◆ **Action item**:
Exact reproduction required: the lines below from the line with "Target: dishwasher handle" to the line with "Target: white wall", both ends included, and no others.

──────── Task inputs ────────

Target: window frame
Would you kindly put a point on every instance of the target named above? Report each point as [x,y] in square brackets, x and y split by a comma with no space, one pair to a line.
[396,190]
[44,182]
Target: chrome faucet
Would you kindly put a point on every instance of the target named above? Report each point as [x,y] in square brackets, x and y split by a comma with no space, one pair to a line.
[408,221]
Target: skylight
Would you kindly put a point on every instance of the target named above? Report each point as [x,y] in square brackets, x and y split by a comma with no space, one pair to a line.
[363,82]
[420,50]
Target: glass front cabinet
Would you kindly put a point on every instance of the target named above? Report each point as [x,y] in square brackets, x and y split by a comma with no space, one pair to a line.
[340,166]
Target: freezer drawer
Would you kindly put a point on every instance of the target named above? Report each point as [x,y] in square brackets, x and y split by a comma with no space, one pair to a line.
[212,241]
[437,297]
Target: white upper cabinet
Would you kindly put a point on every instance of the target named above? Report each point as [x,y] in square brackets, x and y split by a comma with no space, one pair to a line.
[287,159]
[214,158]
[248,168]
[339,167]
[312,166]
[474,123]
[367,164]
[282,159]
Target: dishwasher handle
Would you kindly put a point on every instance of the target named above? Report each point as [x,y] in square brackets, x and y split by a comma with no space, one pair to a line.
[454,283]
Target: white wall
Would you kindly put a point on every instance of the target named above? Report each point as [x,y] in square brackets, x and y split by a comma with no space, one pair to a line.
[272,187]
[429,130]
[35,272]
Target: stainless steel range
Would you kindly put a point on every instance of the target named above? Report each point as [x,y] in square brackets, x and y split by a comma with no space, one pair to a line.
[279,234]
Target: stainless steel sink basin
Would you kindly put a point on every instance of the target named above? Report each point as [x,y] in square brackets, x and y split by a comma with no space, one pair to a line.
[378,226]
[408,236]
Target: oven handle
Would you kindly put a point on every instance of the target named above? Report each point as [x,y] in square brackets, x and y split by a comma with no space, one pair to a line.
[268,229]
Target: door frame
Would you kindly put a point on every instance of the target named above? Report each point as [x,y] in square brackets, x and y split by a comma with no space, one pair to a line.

────────

◆ **Solution to the exercise**:
Target: dishwasher handle
Would you kindly put a point on every instance of the target named above? Report each point as [x,y] in square brackets, x and y split by a comma with no space, one pair to a line.
[454,283]
Target: white wall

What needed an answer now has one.